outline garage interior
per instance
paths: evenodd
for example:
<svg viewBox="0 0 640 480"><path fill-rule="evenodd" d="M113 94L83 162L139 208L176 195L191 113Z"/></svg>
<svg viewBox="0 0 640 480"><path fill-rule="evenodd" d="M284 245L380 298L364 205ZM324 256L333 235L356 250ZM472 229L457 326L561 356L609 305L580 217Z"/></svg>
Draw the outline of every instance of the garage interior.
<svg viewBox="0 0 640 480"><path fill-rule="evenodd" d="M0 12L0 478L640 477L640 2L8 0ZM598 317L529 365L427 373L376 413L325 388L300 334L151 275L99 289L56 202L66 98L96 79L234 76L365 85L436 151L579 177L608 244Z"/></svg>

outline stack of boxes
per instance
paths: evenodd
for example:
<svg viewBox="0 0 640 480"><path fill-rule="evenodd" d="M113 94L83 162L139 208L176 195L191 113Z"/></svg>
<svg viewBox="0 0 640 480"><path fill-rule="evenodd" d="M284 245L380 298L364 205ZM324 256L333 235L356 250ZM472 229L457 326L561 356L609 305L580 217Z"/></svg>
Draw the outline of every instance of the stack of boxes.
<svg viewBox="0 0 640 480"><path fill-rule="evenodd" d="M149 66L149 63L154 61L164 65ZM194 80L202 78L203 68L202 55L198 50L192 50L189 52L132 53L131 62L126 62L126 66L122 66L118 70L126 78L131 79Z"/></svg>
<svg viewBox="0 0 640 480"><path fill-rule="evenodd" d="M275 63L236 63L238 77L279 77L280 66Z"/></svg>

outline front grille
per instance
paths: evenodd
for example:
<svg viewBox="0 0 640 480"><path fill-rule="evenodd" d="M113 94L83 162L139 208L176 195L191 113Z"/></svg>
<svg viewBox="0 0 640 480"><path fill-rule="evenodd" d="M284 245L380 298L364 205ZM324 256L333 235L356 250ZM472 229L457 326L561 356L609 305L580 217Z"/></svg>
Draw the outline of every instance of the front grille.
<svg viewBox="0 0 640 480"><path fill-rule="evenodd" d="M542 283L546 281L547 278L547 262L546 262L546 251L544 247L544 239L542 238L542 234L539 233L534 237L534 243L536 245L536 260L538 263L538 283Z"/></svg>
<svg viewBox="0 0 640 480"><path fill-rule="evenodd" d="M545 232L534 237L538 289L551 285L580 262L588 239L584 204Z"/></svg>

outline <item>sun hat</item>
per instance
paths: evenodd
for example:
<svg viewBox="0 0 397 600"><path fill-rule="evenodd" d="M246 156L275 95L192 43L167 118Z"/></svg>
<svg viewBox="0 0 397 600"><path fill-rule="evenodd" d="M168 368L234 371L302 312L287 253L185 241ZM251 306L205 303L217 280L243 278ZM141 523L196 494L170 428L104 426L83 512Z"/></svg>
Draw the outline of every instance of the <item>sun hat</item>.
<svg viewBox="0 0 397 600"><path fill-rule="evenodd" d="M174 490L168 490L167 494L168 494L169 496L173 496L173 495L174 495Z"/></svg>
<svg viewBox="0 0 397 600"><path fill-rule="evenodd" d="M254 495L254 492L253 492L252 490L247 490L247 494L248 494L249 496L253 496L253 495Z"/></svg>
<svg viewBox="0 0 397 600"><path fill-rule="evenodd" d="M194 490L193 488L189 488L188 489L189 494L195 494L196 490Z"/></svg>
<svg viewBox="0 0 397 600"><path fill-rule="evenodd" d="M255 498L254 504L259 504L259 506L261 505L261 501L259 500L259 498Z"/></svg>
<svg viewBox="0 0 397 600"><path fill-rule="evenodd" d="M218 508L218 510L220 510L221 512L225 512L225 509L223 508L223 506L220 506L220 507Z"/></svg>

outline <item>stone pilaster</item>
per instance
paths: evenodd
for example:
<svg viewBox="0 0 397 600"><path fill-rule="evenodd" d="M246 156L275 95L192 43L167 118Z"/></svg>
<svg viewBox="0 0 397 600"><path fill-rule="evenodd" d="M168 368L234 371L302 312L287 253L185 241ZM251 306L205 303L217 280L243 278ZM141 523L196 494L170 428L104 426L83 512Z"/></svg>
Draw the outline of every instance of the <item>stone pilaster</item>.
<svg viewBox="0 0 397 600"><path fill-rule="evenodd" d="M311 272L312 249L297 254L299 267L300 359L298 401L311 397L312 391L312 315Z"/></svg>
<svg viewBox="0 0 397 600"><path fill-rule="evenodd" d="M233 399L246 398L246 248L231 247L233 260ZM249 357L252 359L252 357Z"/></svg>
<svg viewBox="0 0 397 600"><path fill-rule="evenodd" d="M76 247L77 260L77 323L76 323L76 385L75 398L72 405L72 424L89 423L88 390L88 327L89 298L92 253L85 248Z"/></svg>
• • • • •
WORK ITEM – Copy every line that appears above, with each word kept as it is.

FINISHED EXERCISE –
outline garage interior
per instance
paths: evenodd
for example:
<svg viewBox="0 0 640 480"><path fill-rule="evenodd" d="M113 94L83 162L139 208L176 195L191 113Z"/></svg>
<svg viewBox="0 0 640 480"><path fill-rule="evenodd" d="M284 245L380 298L364 205ZM324 256L333 235L356 250ZM472 229L457 326L561 356L609 305L580 217Z"/></svg>
Draw the outline of every instance of the garage interior.
<svg viewBox="0 0 640 480"><path fill-rule="evenodd" d="M0 12L0 478L640 477L640 2L8 0ZM598 317L529 365L427 373L376 413L325 388L300 334L151 275L99 289L56 202L66 98L96 79L234 76L365 85L436 151L579 177L608 244Z"/></svg>

outline stack of boxes
per instance
paths: evenodd
for example:
<svg viewBox="0 0 640 480"><path fill-rule="evenodd" d="M113 94L83 162L139 208L176 195L191 113Z"/></svg>
<svg viewBox="0 0 640 480"><path fill-rule="evenodd" d="M284 245L380 298L364 205ZM324 256L333 235L356 250ZM472 229L457 326L561 356L609 305L580 217Z"/></svg>
Draw the outline of every instance of the stack of boxes.
<svg viewBox="0 0 640 480"><path fill-rule="evenodd" d="M149 66L149 63L154 61L164 65ZM194 80L202 78L203 68L202 55L198 50L192 50L189 52L132 53L131 62L126 62L126 66L122 66L118 70L126 78L131 79Z"/></svg>
<svg viewBox="0 0 640 480"><path fill-rule="evenodd" d="M275 63L236 63L238 77L279 77L280 66Z"/></svg>

outline front grille
per instance
paths: evenodd
for example:
<svg viewBox="0 0 640 480"><path fill-rule="evenodd" d="M113 94L83 162L139 208L176 195L191 113Z"/></svg>
<svg viewBox="0 0 640 480"><path fill-rule="evenodd" d="M284 245L380 298L364 205ZM324 256L333 235L356 250ZM472 229L457 326L561 356L609 305L580 217Z"/></svg>
Draw the outline of every instance of the front grille.
<svg viewBox="0 0 640 480"><path fill-rule="evenodd" d="M542 283L546 281L547 278L547 262L546 262L546 251L544 247L544 239L542 238L542 234L539 233L534 237L534 243L536 245L536 260L538 263L538 283Z"/></svg>
<svg viewBox="0 0 640 480"><path fill-rule="evenodd" d="M545 232L534 237L538 289L551 285L580 262L588 239L584 204Z"/></svg>

outline <item>sun hat</item>
per instance
paths: evenodd
for example:
<svg viewBox="0 0 397 600"><path fill-rule="evenodd" d="M246 156L275 95L192 43L167 118Z"/></svg>
<svg viewBox="0 0 397 600"><path fill-rule="evenodd" d="M168 368L234 371L302 312L287 253L185 241ZM251 306L205 303L217 280L243 278ZM141 523L196 494L170 428L104 426L83 512Z"/></svg>
Draw the outline of every instance of the <item>sun hat</item>.
<svg viewBox="0 0 397 600"><path fill-rule="evenodd" d="M174 490L168 490L167 494L168 494L169 496L173 496L173 495L174 495Z"/></svg>
<svg viewBox="0 0 397 600"><path fill-rule="evenodd" d="M254 495L254 492L253 492L252 490L247 490L247 494L248 494L249 496L253 496L253 495Z"/></svg>
<svg viewBox="0 0 397 600"><path fill-rule="evenodd" d="M194 490L193 488L189 488L188 489L189 494L195 494L196 490Z"/></svg>
<svg viewBox="0 0 397 600"><path fill-rule="evenodd" d="M255 498L254 504L259 504L259 506L261 505L261 501L259 500L259 498Z"/></svg>
<svg viewBox="0 0 397 600"><path fill-rule="evenodd" d="M218 508L218 510L220 510L221 512L225 512L225 509L223 508L223 506L220 506L220 507Z"/></svg>

outline <item>stone pilaster</item>
per instance
paths: evenodd
for example:
<svg viewBox="0 0 397 600"><path fill-rule="evenodd" d="M246 156L275 95L192 43L167 118Z"/></svg>
<svg viewBox="0 0 397 600"><path fill-rule="evenodd" d="M168 368L234 371L302 312L287 253L185 241ZM251 306L205 303L217 280L243 278ZM141 523L196 494L170 428L104 426L83 512Z"/></svg>
Draw the outline of every instance of the <item>stone pilaster</item>.
<svg viewBox="0 0 397 600"><path fill-rule="evenodd" d="M311 272L312 249L297 254L299 267L300 359L298 401L311 397L312 391L312 315Z"/></svg>
<svg viewBox="0 0 397 600"><path fill-rule="evenodd" d="M233 399L246 398L246 248L231 247L233 260ZM249 357L252 359L252 357Z"/></svg>
<svg viewBox="0 0 397 600"><path fill-rule="evenodd" d="M76 247L77 260L77 323L76 323L76 385L75 398L72 405L72 424L89 423L88 390L88 327L89 298L92 253L85 248Z"/></svg>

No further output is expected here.